▸ **CHALLENGE**
Turn the rows below into a JSON list of strings, one string per line and no blank lines. Include only the lines from the one containing "Expected: one point per instance of the man's" through the last line of the rows, with both ends included.

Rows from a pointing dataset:
-=-=-
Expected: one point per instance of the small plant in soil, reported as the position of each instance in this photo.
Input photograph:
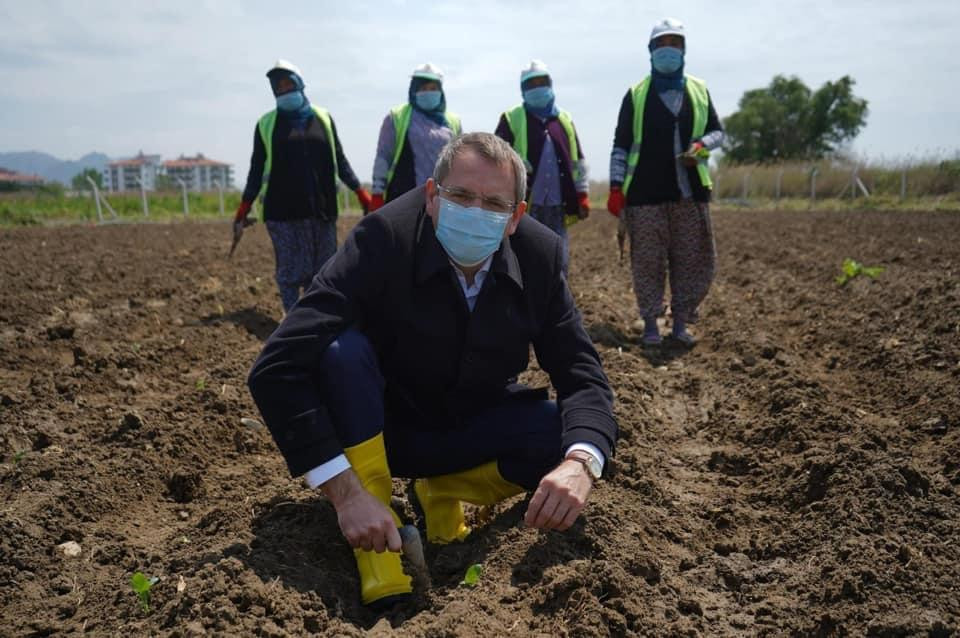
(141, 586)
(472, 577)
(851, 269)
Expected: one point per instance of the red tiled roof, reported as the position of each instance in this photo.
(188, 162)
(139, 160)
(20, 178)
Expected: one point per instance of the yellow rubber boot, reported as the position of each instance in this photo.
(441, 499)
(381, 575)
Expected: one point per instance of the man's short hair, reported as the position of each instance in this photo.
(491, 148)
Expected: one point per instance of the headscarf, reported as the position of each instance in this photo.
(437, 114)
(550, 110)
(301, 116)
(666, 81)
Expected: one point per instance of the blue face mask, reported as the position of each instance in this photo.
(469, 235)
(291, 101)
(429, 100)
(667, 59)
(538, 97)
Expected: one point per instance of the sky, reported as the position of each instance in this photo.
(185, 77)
-=-=-
▸ **ANSWER TO THIS TASK**
[
  "Expected: one point per instance of the man's short hair, reported as the position of each instance in this photo.",
  "(491, 148)",
  "Expected: one point per instance of the headscarf, reported as the position of each instance in this photo.",
  "(437, 114)",
  "(550, 110)",
  "(301, 116)",
  "(666, 81)",
  "Expected: one point per instance of the blue face mask, reported as the position of each instance in this photo.",
  "(469, 235)",
  "(291, 101)",
  "(429, 100)",
  "(667, 59)",
  "(538, 97)",
  "Expected: one point per instance of the sky, reported as the position of each instance in this photo.",
  "(185, 77)"
]